▶ What needs to be done: Type out the data exactly as given. Skip any image.

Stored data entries

========================================

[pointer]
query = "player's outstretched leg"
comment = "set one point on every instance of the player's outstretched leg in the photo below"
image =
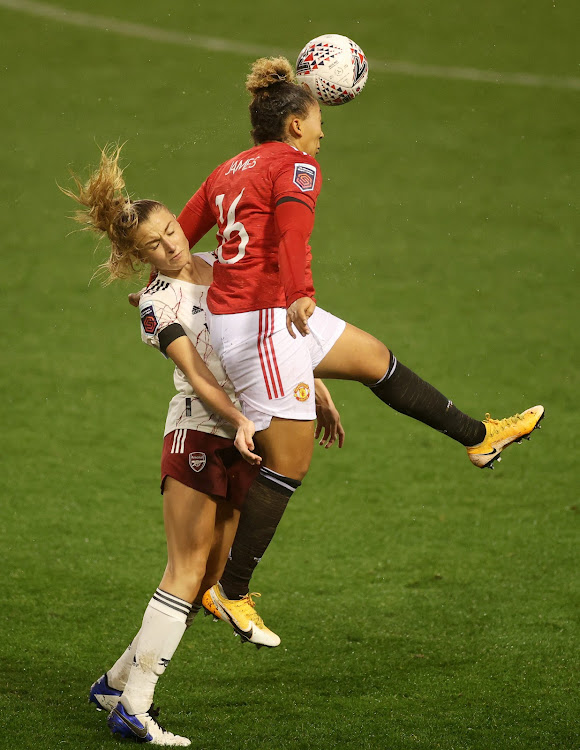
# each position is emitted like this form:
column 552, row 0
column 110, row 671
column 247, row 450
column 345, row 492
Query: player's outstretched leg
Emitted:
column 103, row 695
column 503, row 432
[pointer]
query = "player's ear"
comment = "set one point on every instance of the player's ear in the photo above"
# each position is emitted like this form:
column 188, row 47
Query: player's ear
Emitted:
column 295, row 127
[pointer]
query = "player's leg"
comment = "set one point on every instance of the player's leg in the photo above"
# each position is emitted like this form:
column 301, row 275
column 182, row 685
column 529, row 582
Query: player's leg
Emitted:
column 226, row 523
column 189, row 517
column 357, row 355
column 286, row 445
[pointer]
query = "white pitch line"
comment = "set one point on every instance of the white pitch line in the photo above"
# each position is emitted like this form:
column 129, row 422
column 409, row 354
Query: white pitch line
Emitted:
column 214, row 44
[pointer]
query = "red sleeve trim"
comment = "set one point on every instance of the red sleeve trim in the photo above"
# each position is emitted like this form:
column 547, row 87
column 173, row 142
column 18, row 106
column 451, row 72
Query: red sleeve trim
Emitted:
column 294, row 220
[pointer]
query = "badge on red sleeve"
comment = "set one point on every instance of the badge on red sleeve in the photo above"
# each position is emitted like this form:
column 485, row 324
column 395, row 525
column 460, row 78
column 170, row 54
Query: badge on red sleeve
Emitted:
column 304, row 177
column 149, row 320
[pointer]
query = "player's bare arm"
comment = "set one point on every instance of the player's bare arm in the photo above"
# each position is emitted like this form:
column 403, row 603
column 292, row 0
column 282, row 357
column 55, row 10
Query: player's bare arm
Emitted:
column 297, row 315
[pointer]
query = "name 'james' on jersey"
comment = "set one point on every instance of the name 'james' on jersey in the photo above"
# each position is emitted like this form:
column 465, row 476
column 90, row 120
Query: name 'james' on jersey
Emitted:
column 240, row 196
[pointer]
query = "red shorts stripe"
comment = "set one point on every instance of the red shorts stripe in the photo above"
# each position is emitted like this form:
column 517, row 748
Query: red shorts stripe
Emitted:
column 274, row 354
column 261, row 353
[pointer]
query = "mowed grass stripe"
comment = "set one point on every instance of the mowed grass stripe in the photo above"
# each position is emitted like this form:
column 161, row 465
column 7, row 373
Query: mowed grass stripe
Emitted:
column 216, row 44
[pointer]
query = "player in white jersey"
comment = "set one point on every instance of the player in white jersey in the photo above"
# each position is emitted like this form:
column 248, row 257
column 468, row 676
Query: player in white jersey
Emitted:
column 204, row 477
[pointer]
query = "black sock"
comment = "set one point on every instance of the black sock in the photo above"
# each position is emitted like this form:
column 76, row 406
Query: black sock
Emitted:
column 260, row 516
column 404, row 391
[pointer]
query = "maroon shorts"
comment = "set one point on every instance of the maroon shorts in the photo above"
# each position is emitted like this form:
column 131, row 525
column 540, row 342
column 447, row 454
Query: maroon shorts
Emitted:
column 208, row 464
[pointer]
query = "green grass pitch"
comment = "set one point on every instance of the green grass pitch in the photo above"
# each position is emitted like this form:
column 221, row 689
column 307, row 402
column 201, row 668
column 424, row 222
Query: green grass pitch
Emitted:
column 421, row 603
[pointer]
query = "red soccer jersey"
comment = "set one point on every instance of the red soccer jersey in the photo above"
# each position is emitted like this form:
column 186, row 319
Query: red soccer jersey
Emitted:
column 240, row 196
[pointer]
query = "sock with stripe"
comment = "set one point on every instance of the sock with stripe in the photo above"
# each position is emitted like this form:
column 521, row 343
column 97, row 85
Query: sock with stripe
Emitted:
column 404, row 391
column 259, row 519
column 162, row 629
column 193, row 612
column 118, row 675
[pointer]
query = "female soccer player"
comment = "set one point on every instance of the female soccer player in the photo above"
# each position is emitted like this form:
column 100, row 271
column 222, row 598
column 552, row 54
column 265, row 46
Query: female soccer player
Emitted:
column 204, row 477
column 263, row 202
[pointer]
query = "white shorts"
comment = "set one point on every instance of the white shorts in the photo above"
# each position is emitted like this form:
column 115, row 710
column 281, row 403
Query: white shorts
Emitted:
column 272, row 372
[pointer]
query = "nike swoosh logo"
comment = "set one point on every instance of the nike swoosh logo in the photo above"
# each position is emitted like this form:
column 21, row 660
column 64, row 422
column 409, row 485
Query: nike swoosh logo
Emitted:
column 140, row 732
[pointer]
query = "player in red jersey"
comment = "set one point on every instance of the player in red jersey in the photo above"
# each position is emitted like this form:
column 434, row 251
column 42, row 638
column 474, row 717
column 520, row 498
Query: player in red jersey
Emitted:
column 263, row 203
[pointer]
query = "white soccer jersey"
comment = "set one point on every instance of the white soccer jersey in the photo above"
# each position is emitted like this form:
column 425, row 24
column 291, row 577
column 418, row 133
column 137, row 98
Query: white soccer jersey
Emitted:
column 167, row 301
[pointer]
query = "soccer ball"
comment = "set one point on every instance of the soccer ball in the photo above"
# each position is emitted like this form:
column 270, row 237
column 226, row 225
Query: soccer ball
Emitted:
column 334, row 68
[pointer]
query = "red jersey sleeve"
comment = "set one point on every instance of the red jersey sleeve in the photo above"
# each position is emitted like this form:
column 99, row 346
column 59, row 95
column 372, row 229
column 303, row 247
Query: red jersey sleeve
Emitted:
column 197, row 217
column 297, row 175
column 294, row 221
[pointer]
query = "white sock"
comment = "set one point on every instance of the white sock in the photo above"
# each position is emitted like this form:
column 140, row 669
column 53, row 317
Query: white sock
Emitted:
column 118, row 675
column 162, row 629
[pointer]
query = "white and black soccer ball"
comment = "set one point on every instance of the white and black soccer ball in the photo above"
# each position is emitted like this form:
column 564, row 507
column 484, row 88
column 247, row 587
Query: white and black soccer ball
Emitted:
column 334, row 68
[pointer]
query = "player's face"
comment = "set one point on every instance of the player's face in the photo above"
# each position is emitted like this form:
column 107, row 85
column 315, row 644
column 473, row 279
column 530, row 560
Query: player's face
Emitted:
column 311, row 131
column 162, row 243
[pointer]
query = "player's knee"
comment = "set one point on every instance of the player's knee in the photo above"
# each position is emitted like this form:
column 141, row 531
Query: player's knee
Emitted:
column 378, row 362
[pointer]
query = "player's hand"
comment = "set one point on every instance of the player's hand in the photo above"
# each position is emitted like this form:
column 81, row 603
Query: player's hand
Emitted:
column 244, row 442
column 328, row 419
column 297, row 315
column 135, row 297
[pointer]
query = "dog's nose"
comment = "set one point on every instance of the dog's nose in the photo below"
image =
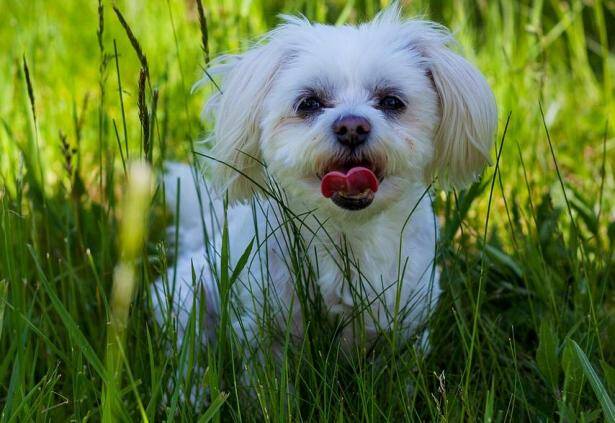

========================================

▶ Your response:
[pointer]
query = "player's outstretched leg"
comment = "set one point on every instance of the player's outstretched leg in the photo below"
image =
# each position is emitted like this form:
column 552, row 0
column 110, row 671
column 247, row 450
column 345, row 492
Query: player's outstretched leg
Emitted:
column 103, row 695
column 503, row 432
[pointer]
query = "player's ear"
comment = "set one point on every instance of the player's ear in the photo above"
# each position is emitted like this form:
column 188, row 47
Query: player's ear
Emitted:
column 295, row 127
[pointer]
query = "player's leg"
comment = "set one point on every instance of the player's leg in the photo above"
# each position is emitted like this form:
column 301, row 275
column 182, row 685
column 529, row 582
Query: player's leg
Emitted:
column 226, row 523
column 189, row 517
column 357, row 355
column 286, row 445
[pointer]
query = "white pitch line"
comment = "set one point on every instance of the white pitch line in the photo above"
# each position is emitted like this form:
column 129, row 422
column 409, row 354
Query: white pitch line
Emitted:
column 214, row 44
[pointer]
query = "red sleeve trim"
comment = "set one point on every instance of the red sleeve trim in the photo above"
# each position is emitted like this form:
column 547, row 87
column 173, row 142
column 18, row 106
column 451, row 72
Query: red sleeve trim
Emitted:
column 294, row 220
[pointer]
query = "badge on red sleeve"
comment = "set one point on every instance of the badge on red sleeve in the photo above"
# each position is emitted like this form:
column 485, row 324
column 395, row 525
column 460, row 78
column 170, row 54
Query: badge on red sleeve
Emitted:
column 304, row 177
column 149, row 320
[pointer]
query = "player's bare arm"
comment = "set one point on every instance of the player's bare arm in the photo above"
# each position is emitted like this form:
column 403, row 603
column 292, row 0
column 282, row 357
column 55, row 10
Query: player's bare arm
Emitted:
column 297, row 315
[pointer]
query = "name 'james' on jersey"
comment = "set one point on every instance of the name 'james' on jersey in the photo above"
# each position is emitted like this form:
column 465, row 476
column 90, row 120
Query: name 'james' on jersey
Emitted:
column 240, row 196
[pointer]
query = "red shorts stripe"
comment = "set one point on every instance of the red shorts stripe in the photo above"
# each position is emitted like this form:
column 517, row 748
Query: red shorts stripe
Emitted:
column 274, row 354
column 261, row 353
[pointer]
query = "mowed grass stripe"
comment = "set one point on every instance of the mowed grass stripe in the photo above"
# each position is emitted like this form:
column 161, row 465
column 7, row 373
Query: mowed grass stripe
Emitted:
column 216, row 44
[pointer]
query = "player in white jersey"
comment = "set one point on every instance of the player in white jersey in the photo above"
# each position is emitted like this form:
column 248, row 257
column 468, row 676
Query: player in white jersey
Emitted:
column 204, row 477
[pointer]
query = "black sock"
comment = "set one point on every instance of the black sock in the photo above"
# each position is emitted like this form:
column 76, row 406
Query: black sock
Emitted:
column 260, row 516
column 404, row 391
[pointer]
query = "maroon shorts"
comment = "set one point on every instance of the maroon shorts in the photo above"
# each position is emitted like this form:
column 131, row 525
column 540, row 342
column 447, row 454
Query: maroon shorts
Emitted:
column 208, row 464
[pointer]
query = "green grass pitch"
comment = "set one point on every instance of the green grass pitch in the photo above"
# each position is emitted like this form:
column 221, row 689
column 307, row 402
column 201, row 668
column 424, row 222
Query: green grass pitch
Emitted:
column 421, row 603
[pointer]
query = "red soccer jersey"
comment = "set one point on every instance of the red soccer jersey in the photo above"
# each position is emitted like this form:
column 186, row 319
Query: red soccer jersey
Emitted:
column 240, row 196
[pointer]
query = "sock with stripe"
comment = "set one point on every instance of the sock with stripe in the photo above"
# each position is emitted like this form:
column 521, row 343
column 97, row 85
Query: sock with stripe
Emitted:
column 404, row 391
column 259, row 519
column 162, row 629
column 193, row 612
column 118, row 675
[pointer]
query = "female soccer player"
comment = "set one point on every instance of the female soccer player in the photo above"
# each position is emitted like this form:
column 100, row 271
column 222, row 598
column 552, row 54
column 265, row 46
Query: female soccer player
Emitted:
column 204, row 477
column 263, row 202
[pointer]
query = "white shorts"
comment = "set one point on every instance of the white shorts in the photo above"
# each position is emitted like this form:
column 115, row 710
column 281, row 403
Query: white shorts
Emitted:
column 272, row 372
[pointer]
query = "nike swoosh logo"
comment = "set one point on every instance of the nike swoosh logo in the photo above"
# each position is emitted like this form:
column 21, row 660
column 64, row 422
column 409, row 485
Query: nike swoosh logo
Emitted:
column 140, row 732
[pointer]
query = "player in red jersey"
comment = "set one point on every instance of the player in red jersey in the photo above"
# each position is emitted like this form:
column 434, row 251
column 42, row 638
column 474, row 717
column 520, row 498
Query: player in red jersey
Emitted:
column 263, row 203
[pointer]
query = "white soccer jersey"
comment = "set one point on every instance of the white soccer jersey in the photo above"
# each position is emitted like this form:
column 425, row 24
column 291, row 577
column 418, row 133
column 137, row 98
Query: white soccer jersey
Emitted:
column 167, row 301
[pointer]
query = "soccer ball"
comment = "set one point on every instance of the soccer ball in the photo above"
# each position is emitted like this form:
column 270, row 237
column 226, row 225
Query: soccer ball
Emitted:
column 334, row 68
[pointer]
query = "red jersey sleeve"
comment = "set one point on every instance of the red jersey sleeve in the photo above"
# each position is emitted like this form:
column 99, row 346
column 59, row 95
column 372, row 229
column 303, row 247
Query: red jersey sleeve
Emitted:
column 197, row 217
column 297, row 175
column 294, row 221
[pointer]
query = "white sock"
comment = "set one point on every instance of the white sock in the photo above"
# each position is emitted like this form:
column 140, row 669
column 53, row 317
Query: white sock
Emitted:
column 118, row 675
column 162, row 629
[pointer]
query = "white and black soccer ball"
comment = "set one point on every instance of the white and black soccer ball in the photo above"
# each position is emitted like this form:
column 564, row 507
column 484, row 88
column 247, row 587
Query: white and black soccer ball
Emitted:
column 334, row 68
[pointer]
query = "player's face"
comment = "set one point on every instance of the player's face in the photo above"
# each position is emitted like this form:
column 107, row 85
column 315, row 644
column 473, row 279
column 530, row 560
Query: player's face
Emitted:
column 311, row 131
column 162, row 243
[pointer]
query = "player's knee"
comment = "set one point on every instance of the player's knee in the photo above"
# each position is emitted like this form:
column 141, row 531
Query: player's knee
Emitted:
column 378, row 362
[pointer]
query = "player's hand"
comment = "set one point on every instance of the player's hand in the photo above"
# each position is emitted like this form:
column 81, row 603
Query: player's hand
Emitted:
column 244, row 442
column 328, row 419
column 297, row 315
column 135, row 297
[pointer]
query = "dog's nose"
comment = "set one point on every instance of the dog's nose in the photo below"
image =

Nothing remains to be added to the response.